_Task statement_.
What is needed is an exact retyping of each entry, pictures excluded.

++++ Material for this task ++++

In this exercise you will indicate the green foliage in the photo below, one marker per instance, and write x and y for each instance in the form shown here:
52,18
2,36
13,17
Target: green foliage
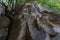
53,5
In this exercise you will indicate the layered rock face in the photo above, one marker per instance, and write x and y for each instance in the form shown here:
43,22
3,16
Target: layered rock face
30,24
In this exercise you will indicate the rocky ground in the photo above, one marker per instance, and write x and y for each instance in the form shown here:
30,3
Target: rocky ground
30,24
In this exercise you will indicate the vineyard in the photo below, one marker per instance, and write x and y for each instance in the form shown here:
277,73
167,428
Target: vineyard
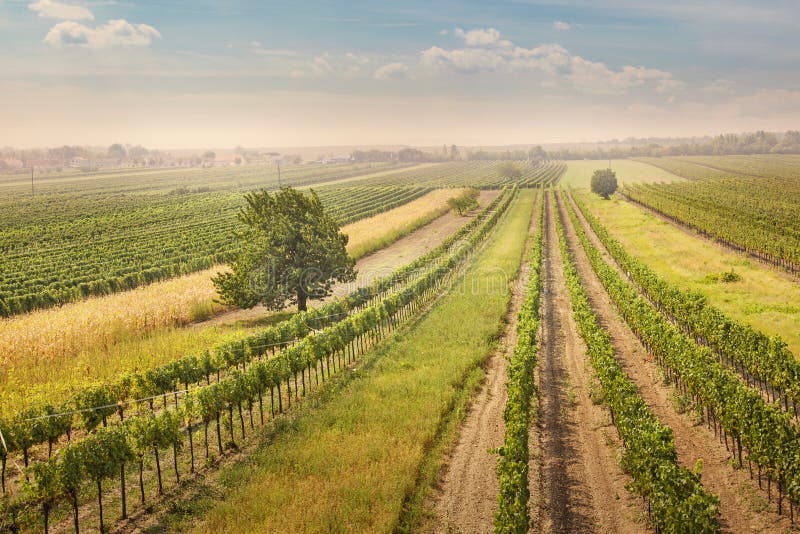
720,201
530,372
72,246
168,402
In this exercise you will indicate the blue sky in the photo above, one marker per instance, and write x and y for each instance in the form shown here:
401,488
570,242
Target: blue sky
195,74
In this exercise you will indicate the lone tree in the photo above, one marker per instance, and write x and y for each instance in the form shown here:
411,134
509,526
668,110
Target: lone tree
604,182
509,170
291,251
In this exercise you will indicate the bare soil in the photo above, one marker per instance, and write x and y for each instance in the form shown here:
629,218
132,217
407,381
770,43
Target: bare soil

++++

_Finished task_.
In this exercise you will indicate the green foliage in the photo below, one marker per instance, and write x and y for each instance in the form shown here:
52,18
2,36
13,17
Target: green foliage
53,5
In this exercise you will indicate the layered rock face in the photo above, one marker per instance, and write x and y for each instance in the form shown here:
43,22
3,16
Target: layered rock face
30,24
In this exercise you will indicate the rocky ground in the photo above, one marker per instance, and write x and y for each instance in the form shown here:
30,3
Target: rocky ground
30,24
In this exercise you will indicate the vineyard in the photo below, one marker per instance, and write x and y for each instance in the form shown here:
277,73
167,428
Target: vineyard
720,201
530,372
72,246
168,402
In this exercise you will indicate the blue sky in the photo above, one marker per instance, and write x and y for each instance in the form shown here:
401,488
570,242
Target: blue sky
195,74
In this exercise you will indicate the lone tree in the photo above, one marker per instance, and write x and y for each instance in the form shown here:
411,134
509,526
668,110
Target: lone tree
604,182
509,170
291,251
In this exercise you will indicate the bare soil in the photo above, one marker per instance, and write x and y for each instance in the form shown here:
629,218
132,217
407,381
770,43
Target: bare soil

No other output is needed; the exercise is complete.